Swap every "Inspect" in the material below for "Examine" and write all of it out again with nothing else changed. Leave the pictures out.

Data records.
******************************

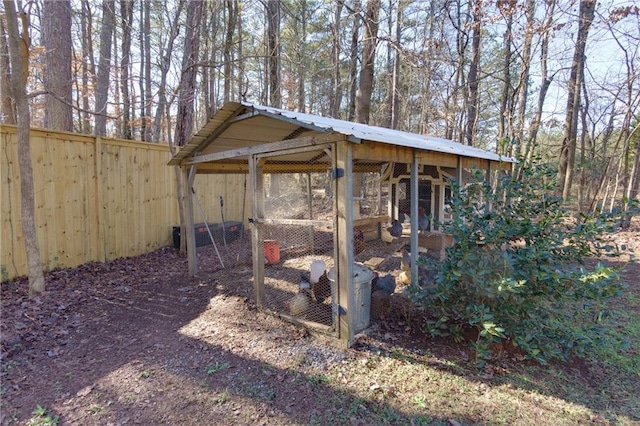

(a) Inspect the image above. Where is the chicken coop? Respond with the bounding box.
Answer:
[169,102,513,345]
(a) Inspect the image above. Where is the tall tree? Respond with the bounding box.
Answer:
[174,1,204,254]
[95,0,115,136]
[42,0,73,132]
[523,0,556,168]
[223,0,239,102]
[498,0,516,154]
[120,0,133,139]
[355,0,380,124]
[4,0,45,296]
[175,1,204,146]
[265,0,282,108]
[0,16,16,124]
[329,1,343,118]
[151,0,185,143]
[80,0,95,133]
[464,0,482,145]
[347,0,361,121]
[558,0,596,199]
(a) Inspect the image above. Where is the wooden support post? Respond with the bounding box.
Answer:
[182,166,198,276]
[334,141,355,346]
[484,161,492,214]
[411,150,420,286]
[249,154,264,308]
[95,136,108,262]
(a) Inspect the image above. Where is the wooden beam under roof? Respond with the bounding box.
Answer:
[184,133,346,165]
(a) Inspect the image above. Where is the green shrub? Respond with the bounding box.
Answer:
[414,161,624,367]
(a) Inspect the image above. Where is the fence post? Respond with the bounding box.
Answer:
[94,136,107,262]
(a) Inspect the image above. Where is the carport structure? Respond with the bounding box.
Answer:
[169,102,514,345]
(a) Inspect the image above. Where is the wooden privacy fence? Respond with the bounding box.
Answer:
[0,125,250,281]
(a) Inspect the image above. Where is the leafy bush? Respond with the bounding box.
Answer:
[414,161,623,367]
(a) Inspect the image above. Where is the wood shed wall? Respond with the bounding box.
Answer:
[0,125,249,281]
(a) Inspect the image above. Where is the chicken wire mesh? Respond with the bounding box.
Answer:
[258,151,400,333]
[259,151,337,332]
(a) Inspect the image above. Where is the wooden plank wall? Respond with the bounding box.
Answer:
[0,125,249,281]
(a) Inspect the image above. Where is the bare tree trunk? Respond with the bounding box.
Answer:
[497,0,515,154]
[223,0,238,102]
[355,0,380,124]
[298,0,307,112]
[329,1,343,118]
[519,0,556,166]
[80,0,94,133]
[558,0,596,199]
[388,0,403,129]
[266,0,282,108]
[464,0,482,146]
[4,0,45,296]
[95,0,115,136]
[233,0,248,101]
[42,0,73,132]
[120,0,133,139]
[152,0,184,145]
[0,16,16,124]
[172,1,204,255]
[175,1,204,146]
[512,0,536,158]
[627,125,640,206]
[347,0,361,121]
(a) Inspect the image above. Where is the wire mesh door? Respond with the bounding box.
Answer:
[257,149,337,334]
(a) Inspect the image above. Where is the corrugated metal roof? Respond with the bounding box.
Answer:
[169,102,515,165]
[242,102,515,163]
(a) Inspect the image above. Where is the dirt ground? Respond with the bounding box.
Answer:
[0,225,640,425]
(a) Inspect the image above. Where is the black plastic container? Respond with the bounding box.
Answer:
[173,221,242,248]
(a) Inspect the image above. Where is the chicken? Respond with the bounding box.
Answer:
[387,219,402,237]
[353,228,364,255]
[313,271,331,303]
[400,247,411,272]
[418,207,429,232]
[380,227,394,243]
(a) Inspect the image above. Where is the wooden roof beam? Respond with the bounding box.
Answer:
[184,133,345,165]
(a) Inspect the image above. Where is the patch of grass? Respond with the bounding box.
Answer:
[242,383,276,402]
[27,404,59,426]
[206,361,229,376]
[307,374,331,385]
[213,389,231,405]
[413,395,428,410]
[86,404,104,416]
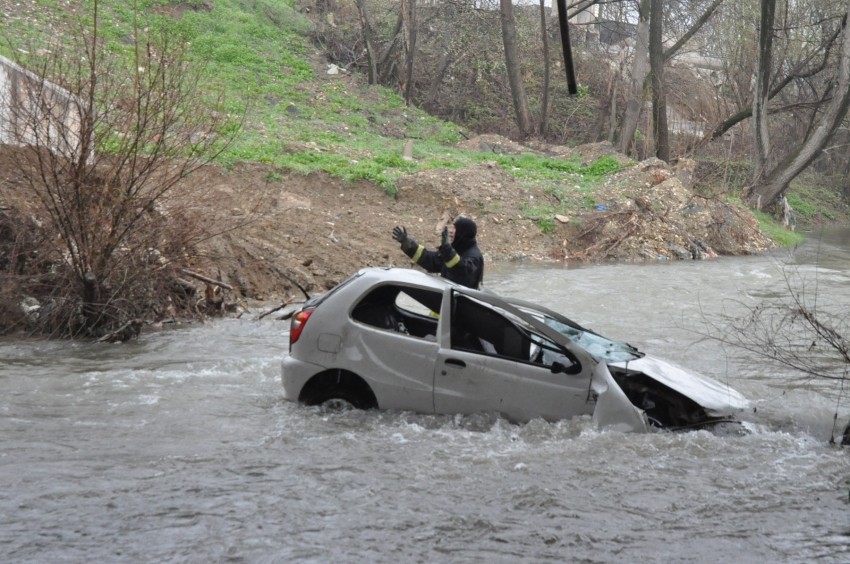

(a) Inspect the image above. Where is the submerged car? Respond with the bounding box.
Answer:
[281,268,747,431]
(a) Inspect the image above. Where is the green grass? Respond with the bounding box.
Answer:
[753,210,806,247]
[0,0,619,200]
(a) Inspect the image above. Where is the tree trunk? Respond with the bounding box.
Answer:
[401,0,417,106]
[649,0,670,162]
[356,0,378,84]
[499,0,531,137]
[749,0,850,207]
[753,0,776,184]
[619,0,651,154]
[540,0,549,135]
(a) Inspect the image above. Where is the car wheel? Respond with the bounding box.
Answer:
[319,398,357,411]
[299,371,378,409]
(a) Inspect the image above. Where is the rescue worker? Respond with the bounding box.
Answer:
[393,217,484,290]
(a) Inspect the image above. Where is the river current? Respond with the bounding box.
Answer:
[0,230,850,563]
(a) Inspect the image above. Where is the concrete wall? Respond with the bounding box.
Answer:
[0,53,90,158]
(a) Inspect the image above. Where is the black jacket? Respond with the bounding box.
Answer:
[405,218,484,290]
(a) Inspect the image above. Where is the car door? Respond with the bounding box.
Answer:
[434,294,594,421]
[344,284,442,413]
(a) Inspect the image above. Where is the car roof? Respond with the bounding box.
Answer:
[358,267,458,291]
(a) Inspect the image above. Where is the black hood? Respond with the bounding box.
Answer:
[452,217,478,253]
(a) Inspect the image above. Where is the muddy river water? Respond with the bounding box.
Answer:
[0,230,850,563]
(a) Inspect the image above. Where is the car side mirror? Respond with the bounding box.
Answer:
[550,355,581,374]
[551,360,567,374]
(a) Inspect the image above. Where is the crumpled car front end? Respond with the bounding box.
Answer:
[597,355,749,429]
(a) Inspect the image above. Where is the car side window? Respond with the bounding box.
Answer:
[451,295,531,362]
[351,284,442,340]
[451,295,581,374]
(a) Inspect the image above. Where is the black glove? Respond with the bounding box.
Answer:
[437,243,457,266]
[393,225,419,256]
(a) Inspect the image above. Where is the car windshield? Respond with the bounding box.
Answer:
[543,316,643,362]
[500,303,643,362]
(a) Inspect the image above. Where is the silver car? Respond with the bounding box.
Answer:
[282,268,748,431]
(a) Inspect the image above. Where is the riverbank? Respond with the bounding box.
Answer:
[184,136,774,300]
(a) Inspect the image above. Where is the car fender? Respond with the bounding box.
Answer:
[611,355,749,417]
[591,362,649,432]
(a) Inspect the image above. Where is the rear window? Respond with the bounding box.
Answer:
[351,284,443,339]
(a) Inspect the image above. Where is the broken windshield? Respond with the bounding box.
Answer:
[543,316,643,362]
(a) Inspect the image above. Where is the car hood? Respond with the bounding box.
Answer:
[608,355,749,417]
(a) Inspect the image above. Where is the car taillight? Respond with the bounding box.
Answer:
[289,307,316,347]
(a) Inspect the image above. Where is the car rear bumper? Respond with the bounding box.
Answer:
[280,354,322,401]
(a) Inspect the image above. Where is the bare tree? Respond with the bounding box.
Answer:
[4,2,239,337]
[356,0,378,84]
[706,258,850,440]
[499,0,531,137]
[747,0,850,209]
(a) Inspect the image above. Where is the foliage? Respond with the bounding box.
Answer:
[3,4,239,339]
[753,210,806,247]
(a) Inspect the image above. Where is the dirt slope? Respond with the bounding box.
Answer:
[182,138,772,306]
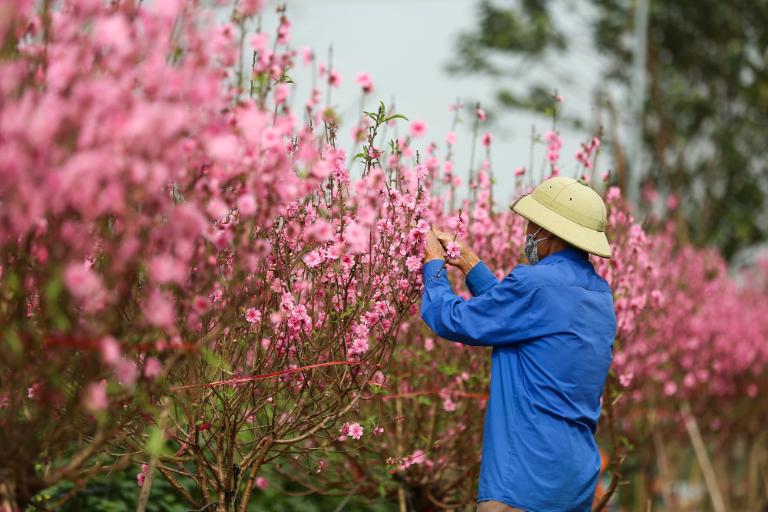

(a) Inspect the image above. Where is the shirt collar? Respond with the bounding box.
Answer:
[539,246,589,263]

******************************

Expected answer.
(a) Examine the image above. Where is the chicken coop? Respond with the bounding box.
Answer:
[169,102,513,345]
(a) Examine the image above. Where is the tall tree? Respond with the bounding box.
Answer:
[174,1,204,254]
[95,0,115,136]
[42,0,73,132]
[523,0,556,168]
[223,0,239,102]
[498,0,516,154]
[120,0,133,139]
[355,0,380,124]
[4,0,45,296]
[175,1,204,146]
[265,0,282,108]
[0,16,16,124]
[329,1,343,118]
[151,0,185,143]
[80,0,95,133]
[464,0,482,145]
[347,0,361,121]
[558,0,596,199]
(a) Examine the image above. Where is the wooden support post? Respond with the bounding box.
Answer:
[182,166,198,276]
[334,141,355,346]
[484,161,492,214]
[411,150,420,286]
[249,154,264,308]
[95,136,108,262]
(a) Examine the image above. Where is the wooden beam under roof? Respond with the bounding box.
Answer:
[184,133,346,165]
(a) Examine the image above. Where is the green shrub? Respond with the bounding box.
Answer:
[414,161,624,367]
(a) Examine the image above. Where is the fence post? Respond with the bounding box.
Answer:
[94,136,107,262]
(a) Examine the image above. Where is the carport structure? Respond with the bounding box.
Answer:
[169,102,514,345]
(a) Examine the image above. Where is the wooden privacy fence? Respond with the bounding box.
Answer:
[0,125,250,281]
(a) Examine the image above. Where is the leafy bush? Respond with the bounding box.
Answer:
[414,161,623,367]
(a) Examine the image above. Where is the wood shed wall? Respond with the bounding box.
Answer:
[0,125,249,281]
(a) Examine the image above. Where is the chicken wire mesh? Respond with the bounding box.
Answer:
[258,151,400,333]
[259,151,337,332]
(a) Examine the image above. Where is the wooden plank wall? Respond with the bounding box.
Answer:
[0,125,249,281]
(a) Examine the image above. Where is the bare tree trunk? Respond with the bounding box.
Answer:
[497,0,515,154]
[223,0,238,102]
[355,0,380,124]
[298,0,307,112]
[329,1,343,118]
[519,0,556,166]
[80,0,94,133]
[558,0,596,199]
[388,0,403,129]
[266,0,282,108]
[464,0,482,146]
[4,0,45,296]
[95,0,115,136]
[233,0,248,101]
[42,0,73,132]
[120,0,133,139]
[152,0,184,145]
[0,16,16,124]
[172,1,204,255]
[175,1,204,146]
[512,0,536,158]
[627,125,640,206]
[347,0,361,121]
(a) Examine the image above. Where is the wire mesh door? Respond with the bounding box.
Answer:
[257,149,337,334]
(a) Examine the image above. Where is the corrugated metal roof? Respond with the bounding box.
Answer:
[169,102,515,165]
[242,102,515,163]
(a) Examine the image above. Where is the dirt ground? Respond with the bounding box.
Answer:
[0,225,640,425]
(a) Examine the image above. Where is the black plastic container? Respond with the bounding box.
Answer:
[173,221,242,248]
(a) Examine the image above. Where is the chicken? Respond with the bounding box.
Answer:
[387,219,402,237]
[353,228,364,255]
[313,271,331,303]
[400,247,411,272]
[418,207,429,232]
[380,227,394,243]
(a) Examine the image above. Where is the wooden roof beam? Respond with the bounding box.
Answer:
[184,133,345,165]
(a) Examine the image above. Where is the patch of grass? Respond with the bounding box.
Answer:
[242,383,276,402]
[27,404,59,426]
[206,361,229,376]
[307,374,331,385]
[213,389,231,405]
[413,395,428,410]
[86,404,104,416]

(a) Examine the image above. Where is the submerged car? Respond with the bounding box.
Answer:
[281,268,747,431]
(a) Examine the image above. Where is the green grass? Respond with the bounding box.
Answer:
[753,210,806,247]
[0,0,619,200]
(a) Examine the image above. Where is the tree trunk? Respond with the bounding box.
Answer:
[401,0,417,106]
[649,0,670,162]
[356,0,378,84]
[499,0,531,137]
[749,0,850,207]
[753,0,776,184]
[619,0,651,154]
[540,0,549,135]
(a) Examine the image above. Where is the car wheel? Respond with the bounding box.
Answer:
[319,398,357,411]
[299,371,378,409]
(a) Examine the image above. Where is the rescue worker? Respond with the bounding box.
Answer:
[393,217,484,290]
(a) Examine the image above. Where is the river current? Respond with the bounding box.
Answer:
[0,230,850,563]
(a) Examine the image above. Where is the concrete wall? Respond with the bounding box.
Answer:
[0,53,90,158]
(a) Examine the image above. Where is the black jacket? Respond with the bounding box.
Answer:
[405,218,484,290]
(a) Examine the image above. Where is the car door? Respond with the bounding box.
Answer:
[434,294,594,421]
[344,284,442,413]
(a) Examine the image above. Where is the car roof? Respond with the bounding box.
Answer:
[358,267,458,291]
(a) Examine the image above. Where is the black hood? Respond with the bounding box.
Answer:
[452,217,478,253]
(a) Examine the image above. Where is the muddy river water? Respond with the bounding box.
Answer:
[0,230,850,563]
(a) Examine the image above. Where is the car side mirror? Respond with the bounding box.
Answer:
[550,355,581,374]
[551,360,567,374]
(a) Examine the image above. Where is the crumpled car front end? Respond with the bounding box.
Answer:
[597,355,749,429]
(a) Examine the image above. Where is the car side window? Respond with the bounding box.
Answer:
[451,295,531,362]
[351,284,442,340]
[451,295,581,374]
(a) Examine the image above. Where is the black glove? Respond with the bounding box.
Answer:
[437,243,457,266]
[393,225,419,256]
(a) Examine the image above. Where is the car windshield? Respond with the bounding box.
Answer:
[543,316,643,362]
[500,303,643,362]
(a) Examine the image above. Where is the silver car? Respond with the bounding box.
Answer:
[282,268,748,431]
(a) Examine the image above. Where is the riverbank? Respond with the bounding box.
Answer:
[184,136,774,300]
(a) Examine the image above. Where is the car fender? Respond with the bounding box.
Answer:
[611,355,749,417]
[591,362,649,432]
(a) Examine the image above. Where is the rear window? Respond with the bounding box.
Answer:
[351,284,443,339]
(a) Examine the image above. Where is the broken windshield? Respond with the bounding box.
Answer:
[543,316,643,362]
(a) Examine the image above. Where is the car hood? Respond with the bounding box.
Answer:
[608,355,749,417]
(a) Examine the image above. Where is the car taillight? Respond with the bounding box.
Answer:
[289,307,316,347]
(a) Examine the image above. Where is the car rear bumper? Respond with the bounding box.
Answer:
[280,354,322,401]
(a) Examine the image above. Where is the bare tree? Respond with the bounding box.
Answer:
[4,2,239,337]
[356,0,378,84]
[706,258,850,440]
[499,0,531,137]
[747,0,850,209]
(a) Examine the image above. Where is the foliage? Respond with the bounding box.
Answer:
[3,4,239,339]
[753,210,806,247]
(a) Examine the image above. Where is the dirt slope? Respond with the bounding box.
Answer:
[182,138,772,306]

(a) Examine the image above. Where is the shirt collar? Respond with the bounding box.
Answer:
[539,246,589,263]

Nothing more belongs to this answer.